Extract to read.
···

From the WSJ: Race for Resources: Warm to Investors, Greenland Opens Up
Warm to Investors, Greenland Opens Up
Prospectors Develop Projects to Mine Potential Bounty in Minerals
|James T. Areddy/The Wall Street Journal|
|Geologists say Greenland potentially holds stores of iron, copper, nickel, zinc, rare-earth minerals, rubies, oil and gas. Above, the capital Nuuk.|
ILULIALIK FIORD, Greenland—Geologists have long known that deep beneath the forbidding ice of this Arctic island lay buried treasure.
Below hundreds of feet of frozen water and ground, iron, copper, nickel, zinc, rare-earth minerals and rubies beckon. Oil and gas may sit offshore.
Fortune hunters taste opportunity. Prospectors from various countries, encouraged by Greenland’s investment-friendly policies, have spent over $1.7 billion developing potential projects. A British company is going for iron ore. Scots are testing for undersea oil. Australians are pursuing rare earths. Canadians are digging for rubies, while giant Chinese mining and engineering concerns are jockeying for position.

···

Raw records.
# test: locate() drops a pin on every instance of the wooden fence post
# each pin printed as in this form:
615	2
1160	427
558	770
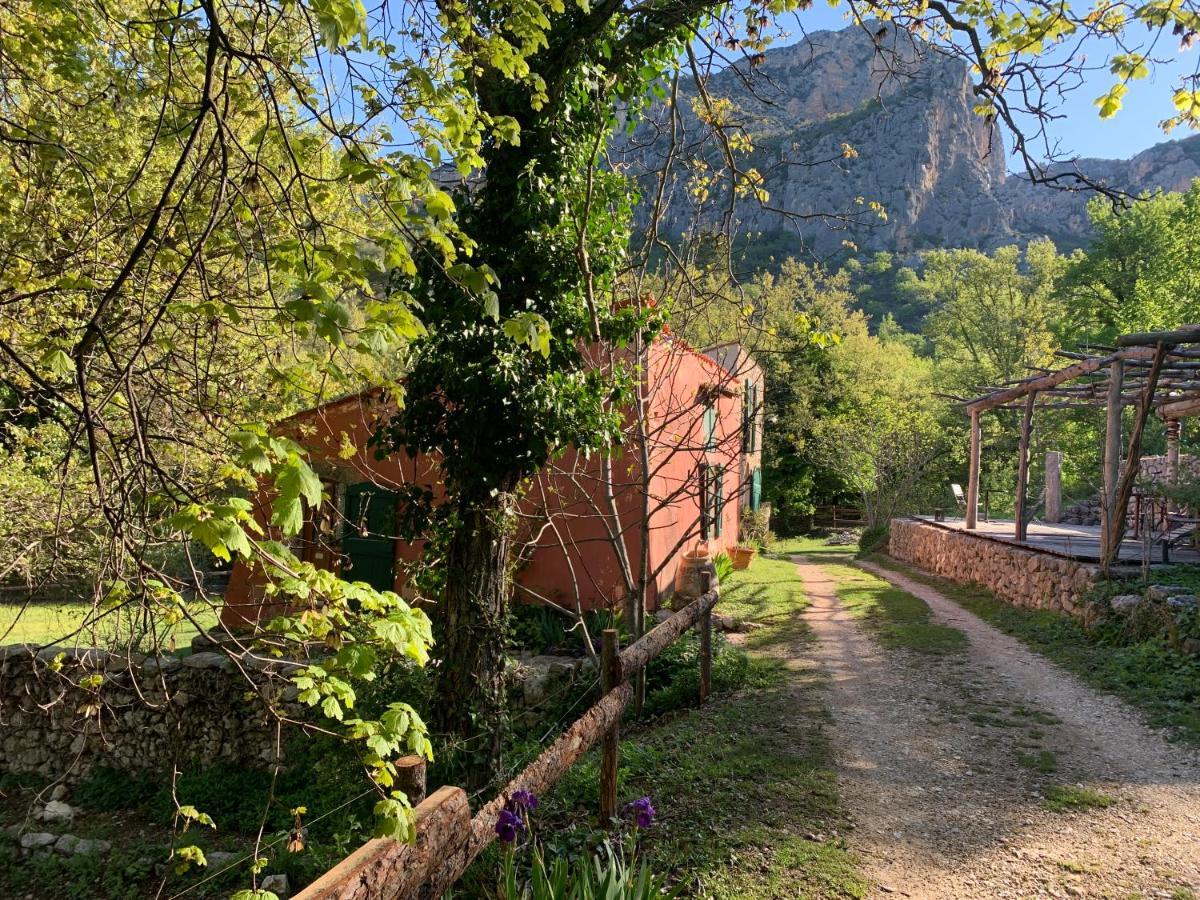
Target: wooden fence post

···

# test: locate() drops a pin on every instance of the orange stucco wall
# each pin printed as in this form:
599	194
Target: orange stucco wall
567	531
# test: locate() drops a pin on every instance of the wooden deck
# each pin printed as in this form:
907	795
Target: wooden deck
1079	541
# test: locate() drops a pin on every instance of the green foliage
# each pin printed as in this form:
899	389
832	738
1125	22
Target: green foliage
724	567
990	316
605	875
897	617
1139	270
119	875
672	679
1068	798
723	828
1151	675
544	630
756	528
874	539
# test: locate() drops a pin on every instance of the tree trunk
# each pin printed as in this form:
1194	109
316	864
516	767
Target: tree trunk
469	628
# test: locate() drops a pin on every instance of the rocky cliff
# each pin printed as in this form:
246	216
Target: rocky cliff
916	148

···

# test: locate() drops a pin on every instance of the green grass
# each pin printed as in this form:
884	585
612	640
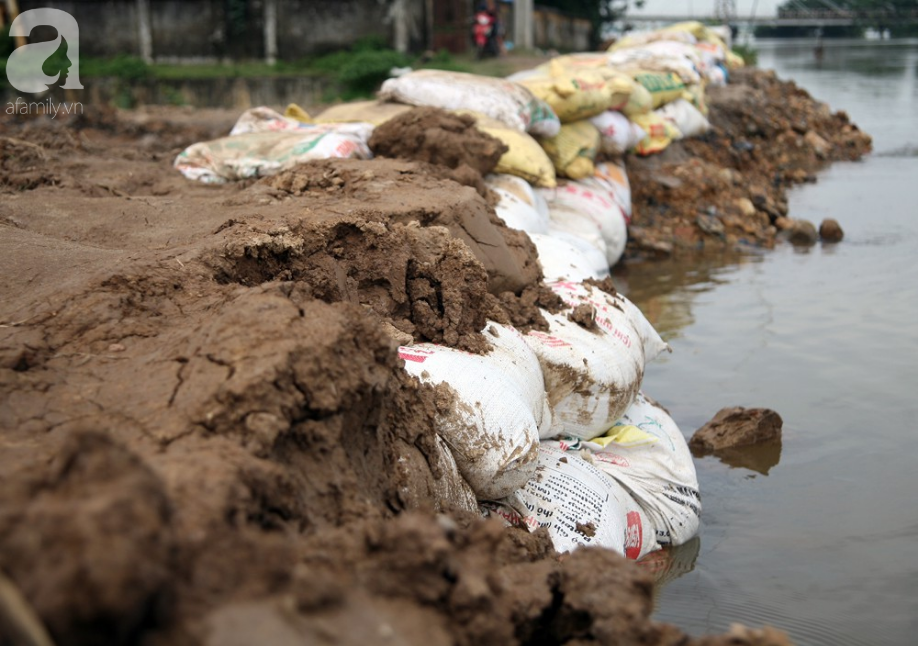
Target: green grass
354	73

···

Problem set.
(a) Transcribe the Greenland mining article from "From the WSJ: Race" up to and including "may sit offshore.".
(b) Render this sentence from the Greenland mining article in Spanish: "Prospectors from various countries, encouraged by Greenland's investment-friendly policies, have spent over $1.7 billion developing potential projects."

Full solutions.
(a)
From the WSJ: Race for Resources: Warm to Investors, Greenland Opens Up
Warm to Investors, Greenland Opens Up
Prospectors Develop Projects to Mine Potential Bounty in Minerals
|James T. Areddy/The Wall Street Journal|
|Geologists say Greenland potentially holds stores of iron, copper, nickel, zinc, rare-earth minerals, rubies, oil and gas. Above, the capital Nuuk.|
ILULIALIK FIORD, Greenland—Geologists have long known that deep beneath the forbidding ice of this Arctic island lay buried treasure.
Below hundreds of feet of frozen water and ground, iron, copper, nickel, zinc, rare-earth minerals and rubies beckon. Oil and gas may sit offshore.

(b) Prospectores de varios países, alentados por las políticas de Groenlandia favorables a la inversión, han gastado más de 1.700 millones de dólares en desarrollar posibles proyectos.